> **Task brief**
The required result is every line of the records that includes "negative".
---------- Records for the task ----------
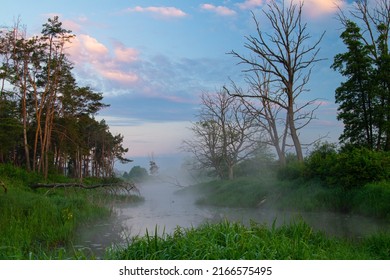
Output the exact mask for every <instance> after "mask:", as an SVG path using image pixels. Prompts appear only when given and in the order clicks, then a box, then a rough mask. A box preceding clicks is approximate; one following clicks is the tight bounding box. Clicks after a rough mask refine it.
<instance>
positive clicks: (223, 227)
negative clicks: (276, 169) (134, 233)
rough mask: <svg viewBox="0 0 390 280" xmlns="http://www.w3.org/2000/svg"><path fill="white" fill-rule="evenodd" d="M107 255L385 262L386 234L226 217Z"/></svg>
mask: <svg viewBox="0 0 390 280" xmlns="http://www.w3.org/2000/svg"><path fill="white" fill-rule="evenodd" d="M106 258H107V259H117V260H123V259H128V260H182V259H185V260H203V259H205V260H220V259H227V260H238V259H247V260H257V259H259V260H260V259H268V260H388V259H390V235H389V234H380V233H378V234H375V235H373V236H371V237H368V238H364V239H361V240H348V239H341V238H335V237H333V238H331V237H327V236H325V235H324V234H323V233H321V232H316V231H313V230H312V228H310V227H309V226H308V225H307V224H306V223H304V222H302V221H301V222H296V223H294V224H290V225H283V226H281V227H275V226H272V227H271V228H268V227H266V226H265V225H258V224H255V223H252V224H251V225H250V226H249V227H246V226H243V225H242V224H240V223H230V222H228V221H225V222H221V223H218V224H206V225H203V226H200V227H198V228H190V229H183V228H177V230H176V231H175V232H174V234H172V235H166V236H162V237H161V236H158V235H157V234H153V233H148V234H146V236H144V237H139V238H135V239H134V240H133V241H132V243H131V244H129V246H128V247H127V248H124V249H123V248H113V249H111V250H109V251H108V253H107V256H106Z"/></svg>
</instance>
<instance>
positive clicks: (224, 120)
mask: <svg viewBox="0 0 390 280" xmlns="http://www.w3.org/2000/svg"><path fill="white" fill-rule="evenodd" d="M191 130H192V132H193V134H194V138H193V139H192V140H187V141H185V142H184V143H183V144H184V145H183V149H184V150H185V151H188V152H191V153H192V154H193V155H194V156H195V158H196V159H197V161H198V162H199V164H200V168H206V169H207V168H211V169H212V170H214V171H215V172H216V173H217V175H218V177H219V178H221V179H225V178H227V179H233V177H234V167H235V166H236V165H237V164H238V163H240V162H241V161H243V160H244V159H246V158H248V157H250V156H251V155H252V154H253V153H254V152H255V151H256V148H257V147H258V146H257V144H258V142H259V141H260V131H259V127H258V126H257V125H256V119H255V118H254V116H253V115H252V114H250V113H249V112H248V111H247V110H246V108H245V106H244V105H243V103H242V102H241V101H240V100H239V99H238V98H235V97H233V96H230V95H229V94H228V92H227V90H226V88H223V89H222V90H221V91H218V92H217V93H215V94H207V93H205V94H203V95H202V96H201V109H200V113H199V115H198V121H197V122H196V123H194V124H193V126H192V127H191Z"/></svg>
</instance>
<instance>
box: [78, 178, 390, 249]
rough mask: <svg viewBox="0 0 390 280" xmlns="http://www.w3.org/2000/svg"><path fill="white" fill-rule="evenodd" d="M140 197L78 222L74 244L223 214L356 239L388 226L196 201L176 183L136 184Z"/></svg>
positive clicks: (114, 238) (159, 229)
mask: <svg viewBox="0 0 390 280" xmlns="http://www.w3.org/2000/svg"><path fill="white" fill-rule="evenodd" d="M139 189H140V193H141V195H142V196H143V197H144V199H145V200H144V201H143V202H137V203H123V202H121V203H117V204H116V205H114V206H113V215H112V216H111V217H110V218H108V219H105V220H102V221H99V222H97V223H94V224H91V225H87V226H85V227H82V228H80V229H79V230H78V232H77V233H76V236H77V237H76V241H75V243H74V247H75V248H83V249H87V250H90V251H91V252H92V253H93V254H95V255H96V256H102V255H103V254H104V251H105V249H106V248H107V247H109V246H111V245H112V244H126V242H128V241H129V240H131V238H132V237H134V236H136V235H141V236H143V235H145V233H146V231H148V232H149V234H152V235H154V234H155V231H156V230H157V232H158V234H160V235H162V234H164V233H165V234H170V233H172V232H173V231H174V229H175V228H176V227H177V226H180V227H184V228H188V227H197V226H199V225H200V224H202V223H205V222H218V221H221V220H223V219H228V220H230V221H239V222H242V223H244V224H248V223H249V222H250V221H251V220H252V221H255V222H258V223H266V224H267V225H272V224H273V223H274V222H275V223H276V225H277V226H278V225H281V224H283V223H289V222H291V221H293V220H294V219H295V220H296V219H301V218H302V219H303V220H304V221H305V222H306V223H308V224H309V225H310V226H311V227H312V228H313V229H315V230H321V231H324V232H325V233H327V234H329V235H332V236H341V237H353V238H361V237H364V236H367V235H370V234H372V233H375V232H378V231H383V230H390V227H389V225H388V223H386V222H384V221H381V220H377V219H372V218H368V217H363V216H359V215H348V214H340V213H333V212H282V211H274V210H269V209H261V208H258V209H252V208H226V207H210V206H200V205H196V204H195V201H196V199H197V197H196V196H194V195H190V194H188V193H186V194H183V193H178V190H179V187H178V186H176V185H175V184H170V183H166V182H165V183H156V182H155V183H146V184H141V185H140V187H139Z"/></svg>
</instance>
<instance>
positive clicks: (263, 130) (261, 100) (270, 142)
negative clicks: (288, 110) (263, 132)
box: [227, 71, 288, 166]
mask: <svg viewBox="0 0 390 280" xmlns="http://www.w3.org/2000/svg"><path fill="white" fill-rule="evenodd" d="M246 82H247V83H248V85H249V89H248V90H247V92H244V91H243V89H241V88H239V87H238V86H237V85H236V84H235V83H234V82H232V85H233V89H234V94H233V93H231V92H230V91H229V90H228V89H227V90H228V92H229V94H230V95H234V96H237V97H239V98H241V102H242V103H243V104H244V106H245V107H246V108H247V110H248V112H249V113H251V114H252V115H253V117H254V118H255V119H256V120H257V122H258V125H259V126H260V128H261V129H262V131H264V132H265V133H266V136H264V137H263V138H262V141H264V142H263V144H266V145H268V146H272V147H274V148H275V151H276V154H277V156H278V161H279V164H280V165H281V166H284V165H285V164H286V147H287V136H288V121H287V118H286V114H284V112H285V111H286V110H287V104H286V100H285V96H284V94H283V93H282V92H281V91H280V89H272V88H271V83H270V74H269V73H266V72H259V71H254V72H253V75H247V77H246Z"/></svg>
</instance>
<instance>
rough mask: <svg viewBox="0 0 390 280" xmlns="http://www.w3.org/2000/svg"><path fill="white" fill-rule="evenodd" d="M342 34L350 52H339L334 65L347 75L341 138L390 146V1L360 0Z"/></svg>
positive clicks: (340, 17) (336, 69)
mask: <svg viewBox="0 0 390 280" xmlns="http://www.w3.org/2000/svg"><path fill="white" fill-rule="evenodd" d="M339 15H340V17H339V19H340V22H341V24H342V25H343V26H344V31H343V33H342V34H341V38H342V39H343V42H344V44H345V45H346V46H347V52H345V53H342V54H338V55H336V56H335V59H334V64H333V65H332V67H333V69H335V70H338V71H339V72H340V73H341V74H342V75H343V76H344V77H345V78H346V81H345V82H343V83H342V84H341V85H340V87H339V88H337V90H336V102H337V103H339V104H340V105H339V115H338V118H339V119H341V120H342V121H343V122H344V132H343V134H342V135H341V137H340V140H341V141H342V142H343V143H344V144H350V145H355V146H364V147H366V148H369V149H377V150H387V151H389V150H390V75H389V69H390V52H389V41H390V40H389V33H390V2H389V1H388V0H376V1H371V2H370V3H369V2H368V1H367V0H358V1H356V2H355V5H354V7H353V8H352V10H350V14H349V15H346V14H345V13H343V12H342V11H340V14H339Z"/></svg>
----------
> **Exercise output**
negative clicks: (276, 169) (134, 233)
negative clicks: (288, 110) (263, 132)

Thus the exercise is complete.